++++ Passage given ++++

Implications did not extend to the proverbial “greater national interest,” as is the case with so many decisions in Pakistan. Rather it was a matter of mutual personal and party interests. And so the decision came quickly.
The election commission says there are 216 registered political parties in Pakistan, while there are so far just 171 electoral symbols available. Many independent candidates will need their own symbols.
Symbols are used in elections in many countries to help illiterate voters distinguish among parties or even individual candidates. Such images, used for years in Pakistan, accompany campaign materials and must appear alongside the names of the respective individuals or groups on the ballots.
General elections are expected in April or May, and some parties have objected to the presence of certain symbols on the ballot.
The Pakistan Muslim League Nawaz (PML-N), the country’s second-largest party and an early favorite ahead of the contest, has objected to the assignment of a cat as the symbol for any party or independent candidate. The PML-N’s own symbol is a lion, and some party leaders are of the view that the resemblance between the cat and the lion might adversely affect their showing. Illiterate voters who frequently pay special attention to kinship, clans, feudalism, or khanism, their argument goes, might cast votes for the wrong cat.
Another, arguably more serious, case is that of the book. That was the symbol of the six-party religious alliance Muttahidda Majlis-e-Amal (MMA) in the 2002 general elections. But since that religious alliance disintegrated in 2007, the book was assigned to the Jamiat Ulema-e-Islam (JUI-F) party for the 2008 polls.
Both in 2002 and again in 2008, leaders of nonreligious parties complained that their religious rivals were presenting the book as a Koran to attract voters in the name of Islam. So they have filed an objection with the Election Commission of Pakistan this time to remove it from the list.
There have been suggestions that the book should appear unfolded, with English letters on its pages. That would presumably prevent religious parties from propagating their election symbol as holy because, opponents suggest, even the illiterate in Pakistan know very well that the language of the Koran is Arabic and not English.
So what’s left for the hard-line Jaamat-e-Islami party? Since it boycotted the 2008 general elections, the image of the book was assigned to its erstwhile coalition partner, Jamiat Ulema-e-Islam. Looking for a similarly desirable symbol, Jamat-e-Islami’s leaders have applied with the election commission to be represented by a set of scales.

++++ Data supplied ++++

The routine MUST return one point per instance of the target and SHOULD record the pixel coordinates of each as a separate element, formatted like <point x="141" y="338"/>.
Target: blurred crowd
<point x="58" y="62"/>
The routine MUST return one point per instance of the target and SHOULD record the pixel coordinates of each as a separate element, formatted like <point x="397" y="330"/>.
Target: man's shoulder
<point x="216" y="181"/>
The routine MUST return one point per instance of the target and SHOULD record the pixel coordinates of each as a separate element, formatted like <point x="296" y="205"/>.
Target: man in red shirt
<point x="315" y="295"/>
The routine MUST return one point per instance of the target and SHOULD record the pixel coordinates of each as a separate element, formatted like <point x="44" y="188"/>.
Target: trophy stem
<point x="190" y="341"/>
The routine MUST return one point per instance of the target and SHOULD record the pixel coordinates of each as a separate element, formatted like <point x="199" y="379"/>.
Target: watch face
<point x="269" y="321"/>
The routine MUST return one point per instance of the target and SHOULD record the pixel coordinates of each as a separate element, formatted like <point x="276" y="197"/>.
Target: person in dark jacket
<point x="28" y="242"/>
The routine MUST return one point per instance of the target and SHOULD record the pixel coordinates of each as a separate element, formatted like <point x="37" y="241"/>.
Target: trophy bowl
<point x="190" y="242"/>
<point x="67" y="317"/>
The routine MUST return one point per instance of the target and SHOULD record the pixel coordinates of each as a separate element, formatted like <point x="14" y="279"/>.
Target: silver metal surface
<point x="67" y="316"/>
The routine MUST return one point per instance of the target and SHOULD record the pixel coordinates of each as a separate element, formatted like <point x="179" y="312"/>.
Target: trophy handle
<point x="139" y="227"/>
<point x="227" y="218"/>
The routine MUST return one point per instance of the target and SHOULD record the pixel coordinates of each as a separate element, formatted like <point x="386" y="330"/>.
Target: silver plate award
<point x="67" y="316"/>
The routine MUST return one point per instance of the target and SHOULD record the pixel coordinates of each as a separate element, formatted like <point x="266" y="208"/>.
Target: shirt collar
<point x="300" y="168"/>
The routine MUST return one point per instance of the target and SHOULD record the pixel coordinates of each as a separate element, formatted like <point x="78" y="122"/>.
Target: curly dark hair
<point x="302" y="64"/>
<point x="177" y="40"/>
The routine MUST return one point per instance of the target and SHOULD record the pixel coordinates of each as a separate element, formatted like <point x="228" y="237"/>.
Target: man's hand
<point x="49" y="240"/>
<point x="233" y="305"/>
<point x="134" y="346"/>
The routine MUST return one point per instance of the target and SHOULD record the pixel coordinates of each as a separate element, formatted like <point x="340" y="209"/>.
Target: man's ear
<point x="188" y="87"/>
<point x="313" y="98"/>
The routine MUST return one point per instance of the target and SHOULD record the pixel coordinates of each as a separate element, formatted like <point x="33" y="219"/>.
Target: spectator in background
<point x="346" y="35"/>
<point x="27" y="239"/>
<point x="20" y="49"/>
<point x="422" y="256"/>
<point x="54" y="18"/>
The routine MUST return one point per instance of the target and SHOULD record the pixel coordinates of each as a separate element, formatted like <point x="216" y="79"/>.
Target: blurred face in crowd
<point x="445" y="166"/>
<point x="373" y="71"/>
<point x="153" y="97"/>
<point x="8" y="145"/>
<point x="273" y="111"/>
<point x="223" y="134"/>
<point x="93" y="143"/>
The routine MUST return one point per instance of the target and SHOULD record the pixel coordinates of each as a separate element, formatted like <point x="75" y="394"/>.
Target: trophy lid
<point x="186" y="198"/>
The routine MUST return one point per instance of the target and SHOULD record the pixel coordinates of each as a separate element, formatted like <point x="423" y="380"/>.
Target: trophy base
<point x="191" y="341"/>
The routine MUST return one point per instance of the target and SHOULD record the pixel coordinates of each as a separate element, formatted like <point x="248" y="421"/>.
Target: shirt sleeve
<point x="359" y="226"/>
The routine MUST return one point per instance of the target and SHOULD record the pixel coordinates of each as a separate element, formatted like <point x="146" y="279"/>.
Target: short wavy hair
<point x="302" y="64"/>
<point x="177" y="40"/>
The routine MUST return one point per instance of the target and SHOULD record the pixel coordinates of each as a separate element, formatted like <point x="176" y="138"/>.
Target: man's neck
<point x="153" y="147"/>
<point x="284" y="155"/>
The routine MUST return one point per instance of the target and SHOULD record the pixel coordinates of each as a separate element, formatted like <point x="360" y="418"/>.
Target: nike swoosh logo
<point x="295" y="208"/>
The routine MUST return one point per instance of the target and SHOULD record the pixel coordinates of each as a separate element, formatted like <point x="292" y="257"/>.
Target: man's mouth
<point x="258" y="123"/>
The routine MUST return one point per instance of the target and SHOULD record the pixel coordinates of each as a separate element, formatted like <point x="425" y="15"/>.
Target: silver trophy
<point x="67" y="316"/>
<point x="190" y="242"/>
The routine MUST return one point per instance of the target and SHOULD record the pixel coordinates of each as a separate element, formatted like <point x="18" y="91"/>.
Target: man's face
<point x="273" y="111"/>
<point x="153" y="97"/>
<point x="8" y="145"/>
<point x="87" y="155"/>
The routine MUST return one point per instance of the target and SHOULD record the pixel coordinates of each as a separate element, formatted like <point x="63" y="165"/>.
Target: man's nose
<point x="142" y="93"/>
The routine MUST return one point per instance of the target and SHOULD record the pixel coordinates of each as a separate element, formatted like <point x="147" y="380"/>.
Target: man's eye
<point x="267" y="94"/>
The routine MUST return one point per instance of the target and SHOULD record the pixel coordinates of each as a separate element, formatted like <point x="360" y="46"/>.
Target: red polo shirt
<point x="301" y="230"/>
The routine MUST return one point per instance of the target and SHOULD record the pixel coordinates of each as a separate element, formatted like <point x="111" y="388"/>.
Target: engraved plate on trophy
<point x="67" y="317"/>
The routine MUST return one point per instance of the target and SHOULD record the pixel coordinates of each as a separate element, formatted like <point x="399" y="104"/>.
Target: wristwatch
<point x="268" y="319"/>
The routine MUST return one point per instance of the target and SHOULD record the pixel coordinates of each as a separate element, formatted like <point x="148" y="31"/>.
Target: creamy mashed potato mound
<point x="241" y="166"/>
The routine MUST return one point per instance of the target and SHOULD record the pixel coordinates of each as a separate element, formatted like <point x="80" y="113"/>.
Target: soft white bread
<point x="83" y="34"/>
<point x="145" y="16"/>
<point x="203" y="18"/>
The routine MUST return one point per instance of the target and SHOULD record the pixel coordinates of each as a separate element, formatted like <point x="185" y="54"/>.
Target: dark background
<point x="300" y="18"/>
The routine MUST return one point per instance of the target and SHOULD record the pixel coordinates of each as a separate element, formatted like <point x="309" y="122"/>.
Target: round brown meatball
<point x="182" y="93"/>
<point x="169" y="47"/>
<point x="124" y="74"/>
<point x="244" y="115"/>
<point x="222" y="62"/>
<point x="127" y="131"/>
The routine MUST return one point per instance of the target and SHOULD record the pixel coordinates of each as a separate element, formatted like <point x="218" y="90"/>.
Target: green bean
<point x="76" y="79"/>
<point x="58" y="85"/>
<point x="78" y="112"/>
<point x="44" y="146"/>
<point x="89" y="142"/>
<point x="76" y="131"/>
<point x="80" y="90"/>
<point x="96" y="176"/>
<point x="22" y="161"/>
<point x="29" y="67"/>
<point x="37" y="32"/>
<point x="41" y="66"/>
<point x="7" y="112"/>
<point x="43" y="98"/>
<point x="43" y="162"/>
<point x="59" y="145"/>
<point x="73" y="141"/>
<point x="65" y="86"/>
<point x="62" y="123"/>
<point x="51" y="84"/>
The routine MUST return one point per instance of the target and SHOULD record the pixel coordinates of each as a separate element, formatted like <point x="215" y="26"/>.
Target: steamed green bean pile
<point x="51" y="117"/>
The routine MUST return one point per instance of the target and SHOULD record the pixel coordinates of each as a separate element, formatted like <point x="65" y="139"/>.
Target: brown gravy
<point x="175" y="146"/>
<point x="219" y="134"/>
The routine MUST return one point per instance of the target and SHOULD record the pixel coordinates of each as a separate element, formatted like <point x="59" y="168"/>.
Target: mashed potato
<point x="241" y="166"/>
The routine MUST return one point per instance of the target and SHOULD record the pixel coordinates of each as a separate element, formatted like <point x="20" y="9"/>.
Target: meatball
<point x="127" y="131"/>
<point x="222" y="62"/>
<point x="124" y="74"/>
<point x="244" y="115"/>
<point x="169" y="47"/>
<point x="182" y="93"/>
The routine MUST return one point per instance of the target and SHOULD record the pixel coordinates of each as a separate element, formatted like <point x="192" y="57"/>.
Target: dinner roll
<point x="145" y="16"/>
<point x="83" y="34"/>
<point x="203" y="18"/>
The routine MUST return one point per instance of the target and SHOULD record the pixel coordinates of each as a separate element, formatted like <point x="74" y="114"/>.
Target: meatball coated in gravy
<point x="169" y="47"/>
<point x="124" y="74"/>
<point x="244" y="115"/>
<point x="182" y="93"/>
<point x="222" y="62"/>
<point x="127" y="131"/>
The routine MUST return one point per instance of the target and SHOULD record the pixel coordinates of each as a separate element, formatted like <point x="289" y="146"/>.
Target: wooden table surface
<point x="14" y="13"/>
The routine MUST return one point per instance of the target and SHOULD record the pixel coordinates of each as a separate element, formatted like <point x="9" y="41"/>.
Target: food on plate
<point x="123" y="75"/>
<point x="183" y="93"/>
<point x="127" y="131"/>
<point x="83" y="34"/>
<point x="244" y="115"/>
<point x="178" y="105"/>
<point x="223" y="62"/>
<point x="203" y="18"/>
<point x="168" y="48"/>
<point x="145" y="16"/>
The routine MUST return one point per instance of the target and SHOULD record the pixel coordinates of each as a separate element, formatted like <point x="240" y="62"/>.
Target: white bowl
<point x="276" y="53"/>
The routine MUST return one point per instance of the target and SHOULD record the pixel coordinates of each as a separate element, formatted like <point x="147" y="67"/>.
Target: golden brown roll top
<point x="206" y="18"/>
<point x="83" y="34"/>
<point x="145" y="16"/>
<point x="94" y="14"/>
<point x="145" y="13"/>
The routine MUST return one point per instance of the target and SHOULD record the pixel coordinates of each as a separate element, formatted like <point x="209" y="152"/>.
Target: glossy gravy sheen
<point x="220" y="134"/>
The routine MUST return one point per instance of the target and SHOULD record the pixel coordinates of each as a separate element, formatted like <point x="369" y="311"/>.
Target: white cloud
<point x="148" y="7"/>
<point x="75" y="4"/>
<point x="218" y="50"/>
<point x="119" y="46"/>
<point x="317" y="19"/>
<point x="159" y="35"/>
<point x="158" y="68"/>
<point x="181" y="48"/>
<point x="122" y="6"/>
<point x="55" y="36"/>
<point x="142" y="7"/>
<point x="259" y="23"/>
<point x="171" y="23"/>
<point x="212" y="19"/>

++++

Objectives:
1. Collect every line of the records that contains the string "dark". Case counts.
2. Continue the passage on Pakistan's election symbols, picking up after its last sentence.
The passage on Pakistan's election symbols and the records come from unrelated sources.

Final results:
1.
Target: person in dark jacket
Target: curly dark hair
Target: dark background

2.
Of course, scales are widely regarded as a symbol of justice, and Pakistan is no exception. That’s why the Pakistan Tehreek-e-Insaaf (PTI), or Justice Party, of cricketer-turned-politician Imran Khan also wants its symbol to be a set of scales. Global cricket icon-turned-politician Khan’s electoral symbol was previously a cricket bat.
That brings us to the most despised symbol, the lota, or vessel. In olden days, lotas were made of clay and used mostly in mosques for ablutions. With modernity creeping into religious places, however, the clay lotas have largely been replaced with metal or plastic pitchers. Although hand and electrical pumps have now considerably reduced the use of lotas for ablutions in urban areas, they are still widely used in village purification rituals.
One might assume that as an instrument of a sacred rite, the lota might be the choice of conservative parties. But the opposite is in fact the case. No one knows precisely how or when the lota entered Pakistan’s political lexicon or why it became so despised, but it has become synonymous with opportunistic politicians who change political stripes for personal gain.
So the image of the lota was removed from the list of electoral symbols (although scores of politicians sitting in or outside parliament have shifted loyalties and will continue to do so in future without so much as batting an eyelid).
But what about okra, banana, radish, and carrot? Election commission spokesman Altaf Ahmad told RFE/RL’s Radio Mashaal that “those names were just comical.” Without going into detail, he said candidates and political parties had refused to accept those symbols whenever they were assigned in the past.
Maybe he’s right. So the question is: Why were those symbols included on the list again to begin with? Maybe for the same reason that the cat is being extirpated and the appearance of the book is being changed. Maybe not enough proper consideration and planning went into the process.